◆ HOW TO COMPLETE THIS TASK:
Can you reproduce the passage of the gemigliptin study abstract below word for word, between "Effect of gemigliptin on" and "7 Citations (Scopus)", inclusive?

◆ TEXT SECTION:

Effect of gemigliptin on glycaemic variability in patients with type 2 diabetes (STABLE study)

STABLE Study Group

Research output: Contribution to journalArticle

7 Citations (Scopus)

Abstract

The aim of this study was to evaluate the effect of gemigliptin vs sitagliptin or glimepiride as initial combination therapy with metformin on glycaemic variability and to assess the correlation between glycaemic variability reduction and the dipeptidyl peptidase-4 (DPP-4) inhibition in patients with type 2 diabetes. This multicentre, randomized, active-controlled, open-label exploratory study included 69 patients with HbA1c > 7.5%. Subjects were randomized to receive gemigliptin 50 mg (n = 24), sitagliptin 100 mg (n = 23) or glimepiride 2 mg (n = 22) for 12 weeks. After 12 weeks, the change in mean amplitude of glycaemic excursion (MAGE) compared with baseline was significantly lower in the DPP-4 inhibitor groups compared with that in patients who received glimepiride. Furthermore, the standard deviation (SD) of glucose was significantly lower in patients who received gemigliptin than that in patients who received sitagliptin or glimepiride. The DPP-4 inhibition was significantly correlated with changes in MAGE and SD of glucose. In conclusion, gemigliptin and sitagliptin were more effective than glimepiride in reducing glycaemic variability as initial combination therapy with metformin in patients with type 2 diabetes, and the DPP-4 inhibition was associated with a reduction in glycaemic variability.

◆ PROVIDED INFORMATION:
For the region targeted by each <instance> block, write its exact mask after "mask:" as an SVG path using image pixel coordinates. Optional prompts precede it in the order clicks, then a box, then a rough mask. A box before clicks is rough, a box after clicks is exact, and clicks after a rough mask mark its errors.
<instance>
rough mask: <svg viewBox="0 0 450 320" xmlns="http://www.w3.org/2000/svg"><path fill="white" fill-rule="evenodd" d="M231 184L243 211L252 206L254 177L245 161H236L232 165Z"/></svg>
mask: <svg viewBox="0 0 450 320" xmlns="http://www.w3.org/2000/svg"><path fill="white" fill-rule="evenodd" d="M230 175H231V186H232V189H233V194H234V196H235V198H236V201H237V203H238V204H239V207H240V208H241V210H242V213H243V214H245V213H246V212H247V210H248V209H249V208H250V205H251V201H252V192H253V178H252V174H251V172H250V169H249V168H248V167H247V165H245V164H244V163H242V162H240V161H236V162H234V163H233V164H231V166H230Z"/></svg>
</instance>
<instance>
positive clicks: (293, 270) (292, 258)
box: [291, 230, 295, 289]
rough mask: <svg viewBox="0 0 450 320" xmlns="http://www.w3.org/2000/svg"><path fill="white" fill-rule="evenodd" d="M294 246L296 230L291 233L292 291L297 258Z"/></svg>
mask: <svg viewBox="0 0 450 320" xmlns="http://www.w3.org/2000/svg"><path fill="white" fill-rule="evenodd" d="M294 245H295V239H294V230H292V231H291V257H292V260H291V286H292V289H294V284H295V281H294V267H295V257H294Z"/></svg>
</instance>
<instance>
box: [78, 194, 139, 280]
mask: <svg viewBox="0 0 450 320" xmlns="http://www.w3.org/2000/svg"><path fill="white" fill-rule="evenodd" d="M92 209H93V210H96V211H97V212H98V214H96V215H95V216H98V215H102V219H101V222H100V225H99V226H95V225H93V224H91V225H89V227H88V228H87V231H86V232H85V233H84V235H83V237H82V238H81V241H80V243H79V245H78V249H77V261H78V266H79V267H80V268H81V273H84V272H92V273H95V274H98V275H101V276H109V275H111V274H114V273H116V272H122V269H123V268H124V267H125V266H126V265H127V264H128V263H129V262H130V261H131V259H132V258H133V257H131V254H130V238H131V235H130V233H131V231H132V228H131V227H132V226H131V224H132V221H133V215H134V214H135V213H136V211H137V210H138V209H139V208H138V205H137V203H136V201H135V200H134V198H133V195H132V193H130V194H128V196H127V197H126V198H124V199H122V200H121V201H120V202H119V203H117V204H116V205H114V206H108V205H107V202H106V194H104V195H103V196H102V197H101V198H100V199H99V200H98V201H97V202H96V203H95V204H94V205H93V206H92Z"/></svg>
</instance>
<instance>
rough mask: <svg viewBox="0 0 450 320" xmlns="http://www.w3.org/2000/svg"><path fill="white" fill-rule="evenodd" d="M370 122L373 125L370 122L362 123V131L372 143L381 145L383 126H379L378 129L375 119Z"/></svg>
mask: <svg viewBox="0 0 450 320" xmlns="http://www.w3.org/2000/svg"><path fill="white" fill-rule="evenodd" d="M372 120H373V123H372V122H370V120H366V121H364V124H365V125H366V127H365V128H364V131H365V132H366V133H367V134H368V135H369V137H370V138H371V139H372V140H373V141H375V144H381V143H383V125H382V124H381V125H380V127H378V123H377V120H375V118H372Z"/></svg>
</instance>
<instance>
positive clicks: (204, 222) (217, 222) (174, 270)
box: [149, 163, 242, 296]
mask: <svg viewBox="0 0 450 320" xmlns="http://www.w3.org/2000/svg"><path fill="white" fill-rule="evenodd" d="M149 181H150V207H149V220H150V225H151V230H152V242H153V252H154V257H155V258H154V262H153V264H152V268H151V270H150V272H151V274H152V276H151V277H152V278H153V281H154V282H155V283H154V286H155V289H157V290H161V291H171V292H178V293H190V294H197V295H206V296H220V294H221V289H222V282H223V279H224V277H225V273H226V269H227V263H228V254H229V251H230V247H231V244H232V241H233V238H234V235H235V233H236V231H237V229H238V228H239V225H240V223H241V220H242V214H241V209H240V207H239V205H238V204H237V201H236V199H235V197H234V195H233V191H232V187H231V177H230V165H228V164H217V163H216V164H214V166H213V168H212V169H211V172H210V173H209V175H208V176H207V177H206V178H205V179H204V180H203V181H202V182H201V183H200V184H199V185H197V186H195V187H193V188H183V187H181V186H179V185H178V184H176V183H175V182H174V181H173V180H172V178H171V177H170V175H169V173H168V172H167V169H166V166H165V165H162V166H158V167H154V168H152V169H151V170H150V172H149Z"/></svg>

◆ ANSWER TO THE EXERCISE:
Effect of gemigliptin on glycaemic variability in patients with type 2 diabetes (STABLE study)

STABLE Study Group

Research output: Contribution to journalArticle

7 Citations (Scopus)